** start DATA FOR THIS TASK **
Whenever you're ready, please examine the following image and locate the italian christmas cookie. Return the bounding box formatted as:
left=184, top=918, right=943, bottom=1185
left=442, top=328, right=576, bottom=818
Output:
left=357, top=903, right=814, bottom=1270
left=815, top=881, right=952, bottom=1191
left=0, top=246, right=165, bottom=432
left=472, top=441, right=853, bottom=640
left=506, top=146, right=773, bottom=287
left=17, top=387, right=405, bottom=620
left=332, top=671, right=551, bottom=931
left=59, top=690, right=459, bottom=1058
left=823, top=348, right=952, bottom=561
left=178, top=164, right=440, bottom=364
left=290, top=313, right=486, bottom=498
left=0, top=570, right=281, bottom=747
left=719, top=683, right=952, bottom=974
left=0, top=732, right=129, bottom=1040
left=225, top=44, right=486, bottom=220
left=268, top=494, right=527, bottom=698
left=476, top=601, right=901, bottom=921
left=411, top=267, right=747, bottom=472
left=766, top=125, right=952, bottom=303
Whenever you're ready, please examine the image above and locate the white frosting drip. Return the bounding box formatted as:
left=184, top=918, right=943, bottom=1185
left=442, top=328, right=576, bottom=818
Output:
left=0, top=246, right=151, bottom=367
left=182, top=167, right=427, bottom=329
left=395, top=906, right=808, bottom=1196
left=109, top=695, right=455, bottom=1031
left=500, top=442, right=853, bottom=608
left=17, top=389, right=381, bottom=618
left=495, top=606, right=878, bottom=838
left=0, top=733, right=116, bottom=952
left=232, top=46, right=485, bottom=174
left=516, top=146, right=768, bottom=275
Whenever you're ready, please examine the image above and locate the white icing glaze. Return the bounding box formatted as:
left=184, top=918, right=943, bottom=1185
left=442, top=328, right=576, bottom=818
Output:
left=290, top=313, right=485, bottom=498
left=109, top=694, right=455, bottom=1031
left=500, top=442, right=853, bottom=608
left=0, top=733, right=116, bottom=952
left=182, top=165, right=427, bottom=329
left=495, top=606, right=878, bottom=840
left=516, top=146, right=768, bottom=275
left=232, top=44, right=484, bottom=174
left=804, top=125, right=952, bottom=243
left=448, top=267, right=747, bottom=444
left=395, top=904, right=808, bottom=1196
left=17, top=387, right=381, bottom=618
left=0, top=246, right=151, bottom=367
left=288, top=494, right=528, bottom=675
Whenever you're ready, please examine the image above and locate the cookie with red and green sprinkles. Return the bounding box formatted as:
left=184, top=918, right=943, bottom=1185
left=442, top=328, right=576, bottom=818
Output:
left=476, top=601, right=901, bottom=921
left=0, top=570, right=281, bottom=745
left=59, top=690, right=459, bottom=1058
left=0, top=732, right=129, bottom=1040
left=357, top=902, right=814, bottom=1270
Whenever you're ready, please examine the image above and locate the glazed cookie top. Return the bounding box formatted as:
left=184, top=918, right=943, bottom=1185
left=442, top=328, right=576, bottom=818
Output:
** end DATA FOR THIS TASK **
(WRITTEN EXERCISE): Rewrite the entries above, replacing "locate" with "find" wherever it occurs and changing nothing else.

(EXERCISE RESPONSE):
Whenever you're ready, please examine the following image and find the italian christmas cookie. Return the bounding box formatted as:
left=184, top=918, right=943, bottom=1185
left=442, top=328, right=576, bottom=818
Output:
left=357, top=903, right=814, bottom=1270
left=815, top=881, right=952, bottom=1191
left=0, top=246, right=165, bottom=432
left=472, top=441, right=853, bottom=640
left=506, top=146, right=773, bottom=287
left=17, top=387, right=405, bottom=620
left=332, top=671, right=551, bottom=931
left=59, top=690, right=459, bottom=1058
left=823, top=348, right=952, bottom=561
left=178, top=164, right=440, bottom=364
left=290, top=313, right=486, bottom=498
left=0, top=570, right=281, bottom=747
left=719, top=683, right=952, bottom=974
left=0, top=732, right=129, bottom=1040
left=225, top=44, right=486, bottom=220
left=268, top=494, right=527, bottom=698
left=476, top=601, right=901, bottom=921
left=411, top=267, right=747, bottom=472
left=766, top=125, right=952, bottom=303
Whenever you're ready, please examine the image above and find the white frosting drip. Return the bounding box formatted as:
left=184, top=918, right=943, bottom=1185
left=442, top=328, right=576, bottom=818
Output:
left=0, top=246, right=151, bottom=367
left=182, top=167, right=427, bottom=329
left=395, top=906, right=808, bottom=1196
left=109, top=695, right=455, bottom=1031
left=500, top=442, right=853, bottom=608
left=17, top=389, right=381, bottom=618
left=495, top=606, right=878, bottom=838
left=0, top=733, right=116, bottom=952
left=232, top=46, right=485, bottom=174
left=516, top=146, right=768, bottom=275
Whenever you're ready, please examine the image above and find the white icing glaze. Return the bounding box formatted as:
left=184, top=918, right=943, bottom=1185
left=442, top=328, right=576, bottom=818
Output:
left=290, top=313, right=485, bottom=498
left=109, top=694, right=455, bottom=1031
left=500, top=442, right=853, bottom=608
left=0, top=733, right=116, bottom=952
left=182, top=165, right=427, bottom=329
left=495, top=606, right=878, bottom=840
left=516, top=146, right=768, bottom=275
left=232, top=44, right=484, bottom=174
left=804, top=125, right=952, bottom=243
left=448, top=267, right=747, bottom=444
left=395, top=904, right=808, bottom=1196
left=17, top=387, right=381, bottom=618
left=0, top=246, right=151, bottom=367
left=288, top=494, right=528, bottom=675
Whenever you're ready, please examine the image above and find the cookie with red and green sprinkles. Return the bounding box formatted as:
left=184, top=918, right=943, bottom=1185
left=442, top=328, right=576, bottom=818
Output:
left=476, top=601, right=901, bottom=921
left=0, top=570, right=281, bottom=745
left=59, top=690, right=459, bottom=1058
left=0, top=732, right=129, bottom=1040
left=357, top=902, right=814, bottom=1270
Whenever you're ready, please examine the image above and find the glazed cookie top. Return the bounding box formatted as:
left=184, top=918, right=943, bottom=1185
left=442, top=328, right=576, bottom=818
Output:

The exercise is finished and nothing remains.